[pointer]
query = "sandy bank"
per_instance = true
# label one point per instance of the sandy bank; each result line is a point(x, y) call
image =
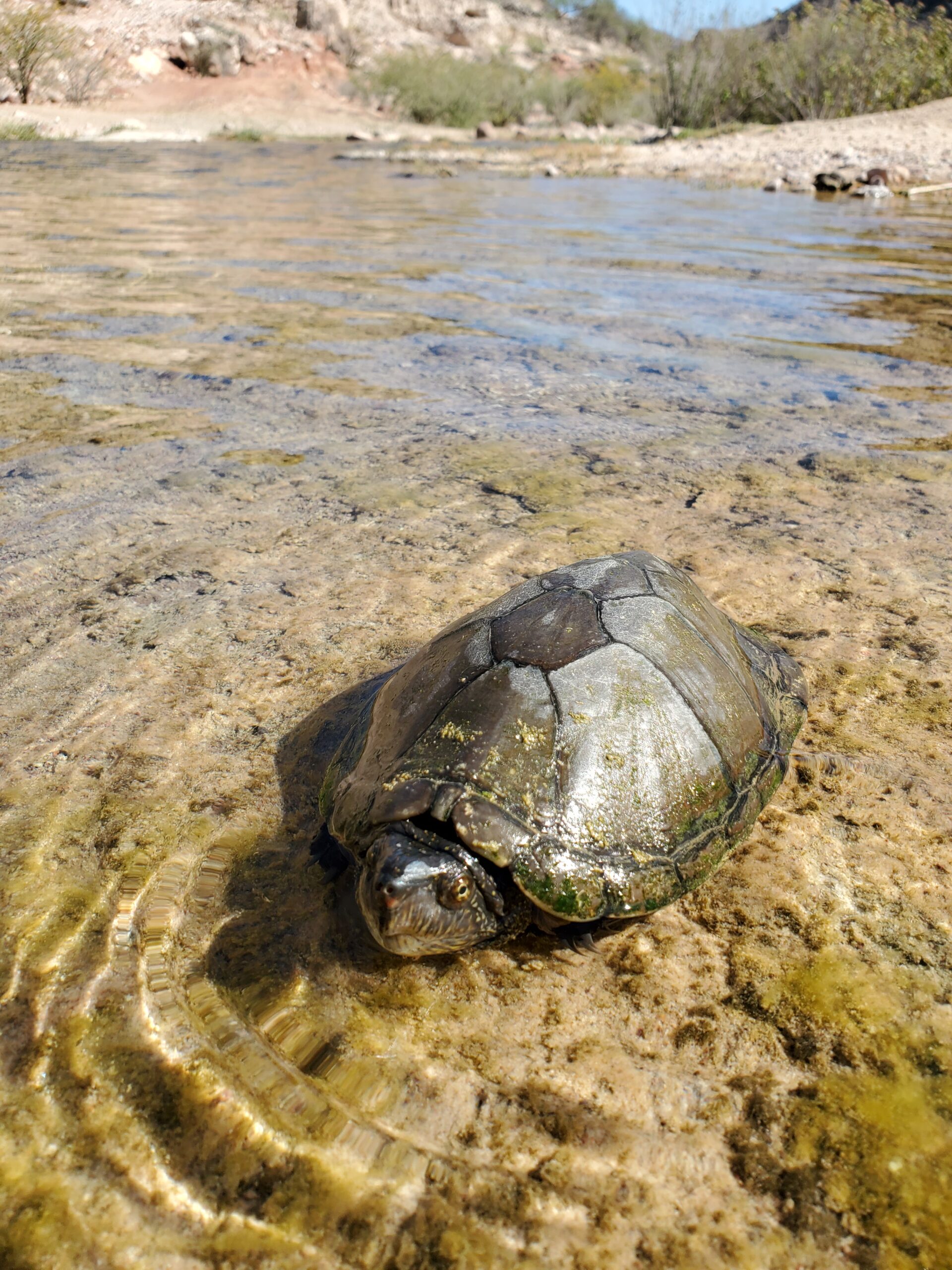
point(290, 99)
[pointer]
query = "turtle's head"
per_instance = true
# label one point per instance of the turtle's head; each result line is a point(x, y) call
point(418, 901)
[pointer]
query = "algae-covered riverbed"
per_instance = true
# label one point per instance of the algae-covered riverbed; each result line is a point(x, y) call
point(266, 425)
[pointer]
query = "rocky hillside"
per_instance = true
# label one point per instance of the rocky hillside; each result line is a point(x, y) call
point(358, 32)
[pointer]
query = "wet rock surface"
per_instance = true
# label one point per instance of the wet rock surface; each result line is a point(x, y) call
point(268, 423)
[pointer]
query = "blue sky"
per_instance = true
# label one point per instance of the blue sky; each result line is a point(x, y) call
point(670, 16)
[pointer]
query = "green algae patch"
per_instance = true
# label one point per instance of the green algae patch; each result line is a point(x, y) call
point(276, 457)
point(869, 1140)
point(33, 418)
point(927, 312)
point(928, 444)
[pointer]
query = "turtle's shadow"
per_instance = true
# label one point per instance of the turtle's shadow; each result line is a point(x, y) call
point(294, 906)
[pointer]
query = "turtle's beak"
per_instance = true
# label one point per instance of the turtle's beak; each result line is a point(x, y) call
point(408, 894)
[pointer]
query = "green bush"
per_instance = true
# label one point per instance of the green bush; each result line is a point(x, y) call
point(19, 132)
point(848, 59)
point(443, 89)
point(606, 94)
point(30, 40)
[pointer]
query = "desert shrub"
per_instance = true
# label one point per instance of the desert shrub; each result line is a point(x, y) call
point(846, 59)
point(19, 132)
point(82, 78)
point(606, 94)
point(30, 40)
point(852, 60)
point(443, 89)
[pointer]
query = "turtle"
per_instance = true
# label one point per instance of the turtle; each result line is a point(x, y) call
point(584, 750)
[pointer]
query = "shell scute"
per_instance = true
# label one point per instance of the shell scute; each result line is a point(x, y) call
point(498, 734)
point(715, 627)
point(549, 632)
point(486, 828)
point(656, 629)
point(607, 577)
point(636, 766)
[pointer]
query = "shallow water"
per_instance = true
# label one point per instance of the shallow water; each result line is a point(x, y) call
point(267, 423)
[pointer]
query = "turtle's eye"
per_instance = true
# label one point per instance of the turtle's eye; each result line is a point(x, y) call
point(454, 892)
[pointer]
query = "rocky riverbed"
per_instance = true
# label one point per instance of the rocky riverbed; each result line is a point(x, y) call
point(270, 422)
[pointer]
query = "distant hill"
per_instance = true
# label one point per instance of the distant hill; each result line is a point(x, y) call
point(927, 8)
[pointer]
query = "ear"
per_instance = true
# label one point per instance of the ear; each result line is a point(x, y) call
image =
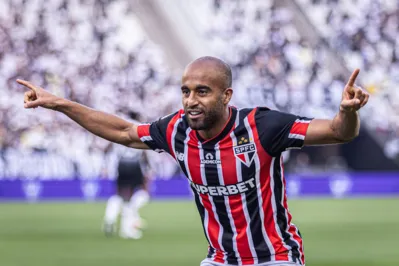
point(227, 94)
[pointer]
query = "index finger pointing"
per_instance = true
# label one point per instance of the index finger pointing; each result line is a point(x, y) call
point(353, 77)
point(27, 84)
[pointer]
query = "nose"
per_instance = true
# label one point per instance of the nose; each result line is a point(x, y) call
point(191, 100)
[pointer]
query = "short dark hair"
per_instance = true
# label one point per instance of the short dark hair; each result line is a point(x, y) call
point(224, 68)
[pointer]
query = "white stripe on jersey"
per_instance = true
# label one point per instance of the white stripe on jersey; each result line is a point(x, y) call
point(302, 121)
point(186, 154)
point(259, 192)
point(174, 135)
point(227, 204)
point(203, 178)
....
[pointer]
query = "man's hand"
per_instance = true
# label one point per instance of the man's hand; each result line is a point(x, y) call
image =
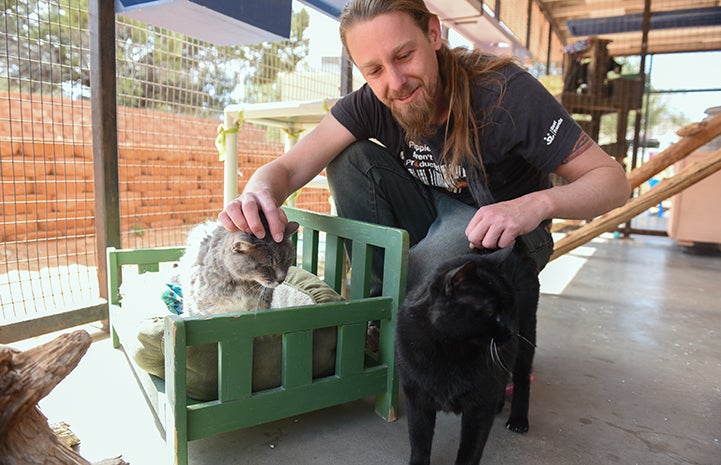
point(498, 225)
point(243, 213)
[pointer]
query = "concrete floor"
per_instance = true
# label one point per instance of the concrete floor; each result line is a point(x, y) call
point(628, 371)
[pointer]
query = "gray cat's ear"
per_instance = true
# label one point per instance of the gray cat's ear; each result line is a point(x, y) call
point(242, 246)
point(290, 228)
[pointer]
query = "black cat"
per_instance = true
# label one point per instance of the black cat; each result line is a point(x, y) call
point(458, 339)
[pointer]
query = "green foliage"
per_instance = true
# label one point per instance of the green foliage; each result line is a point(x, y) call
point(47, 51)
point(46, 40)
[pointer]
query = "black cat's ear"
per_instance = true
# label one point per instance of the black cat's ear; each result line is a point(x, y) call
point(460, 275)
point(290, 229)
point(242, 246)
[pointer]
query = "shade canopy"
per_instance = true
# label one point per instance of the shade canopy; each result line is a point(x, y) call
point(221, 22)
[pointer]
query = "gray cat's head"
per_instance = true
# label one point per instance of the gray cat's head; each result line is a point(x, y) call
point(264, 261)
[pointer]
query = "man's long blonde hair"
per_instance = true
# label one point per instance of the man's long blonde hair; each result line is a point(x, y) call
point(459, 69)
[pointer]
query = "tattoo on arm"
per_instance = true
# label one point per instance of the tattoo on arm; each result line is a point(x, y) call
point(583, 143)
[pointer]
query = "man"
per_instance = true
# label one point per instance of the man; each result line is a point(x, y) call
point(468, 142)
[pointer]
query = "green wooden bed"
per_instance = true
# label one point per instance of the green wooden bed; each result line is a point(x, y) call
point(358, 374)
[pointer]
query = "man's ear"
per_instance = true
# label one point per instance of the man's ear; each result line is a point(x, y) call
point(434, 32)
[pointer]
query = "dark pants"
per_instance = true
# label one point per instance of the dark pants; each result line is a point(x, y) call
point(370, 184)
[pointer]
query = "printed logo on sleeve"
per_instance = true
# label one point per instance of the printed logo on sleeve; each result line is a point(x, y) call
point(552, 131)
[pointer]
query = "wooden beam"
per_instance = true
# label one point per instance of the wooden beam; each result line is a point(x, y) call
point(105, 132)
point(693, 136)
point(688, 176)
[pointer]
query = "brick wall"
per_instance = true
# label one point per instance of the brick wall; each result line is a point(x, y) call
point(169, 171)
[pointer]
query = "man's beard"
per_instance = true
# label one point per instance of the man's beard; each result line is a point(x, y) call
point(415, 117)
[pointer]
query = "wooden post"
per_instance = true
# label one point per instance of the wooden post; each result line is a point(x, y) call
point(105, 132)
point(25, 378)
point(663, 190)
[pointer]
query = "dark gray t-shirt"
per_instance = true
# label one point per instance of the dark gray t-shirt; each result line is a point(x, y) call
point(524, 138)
....
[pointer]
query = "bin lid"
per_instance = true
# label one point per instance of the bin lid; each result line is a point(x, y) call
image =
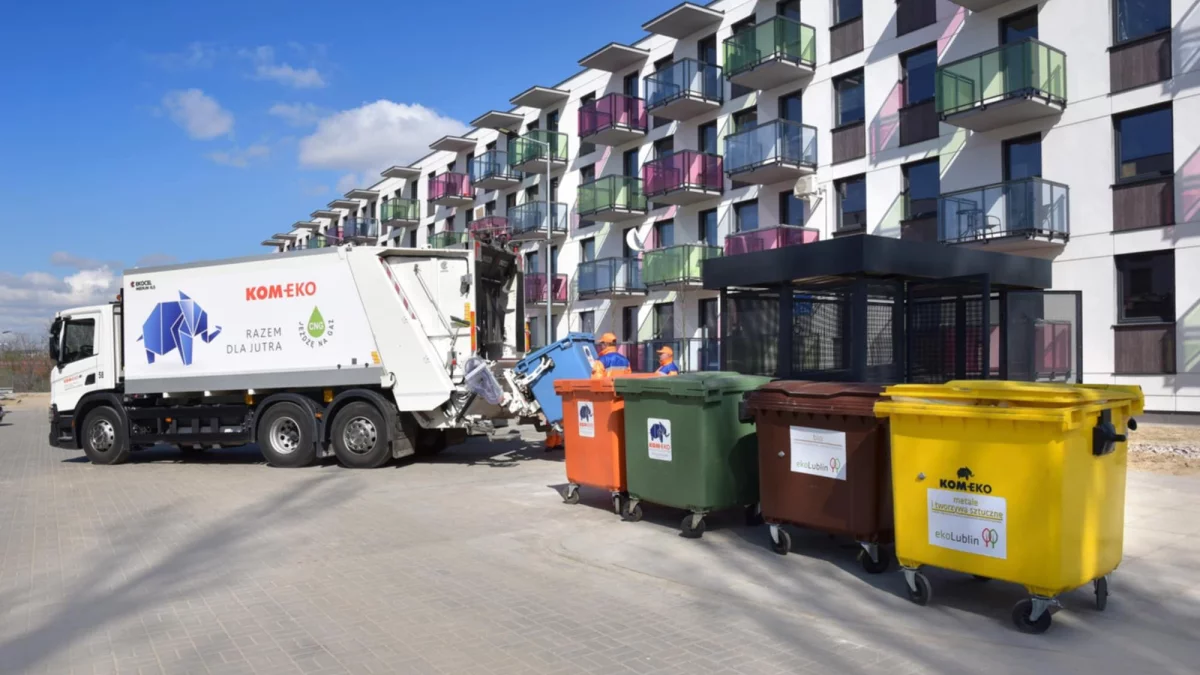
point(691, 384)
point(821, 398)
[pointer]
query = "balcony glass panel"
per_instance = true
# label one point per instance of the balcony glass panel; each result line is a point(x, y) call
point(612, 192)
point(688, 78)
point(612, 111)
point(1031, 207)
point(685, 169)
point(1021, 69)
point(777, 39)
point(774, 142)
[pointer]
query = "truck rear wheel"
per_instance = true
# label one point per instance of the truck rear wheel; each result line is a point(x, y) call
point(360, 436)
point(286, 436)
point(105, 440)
....
Copy, from the data above, every line where the word "bank" appears.

- **Solved exercise**:
query = "sandy bank"
# label one point per instance of the sandy bank; each result line is a point(x, y) call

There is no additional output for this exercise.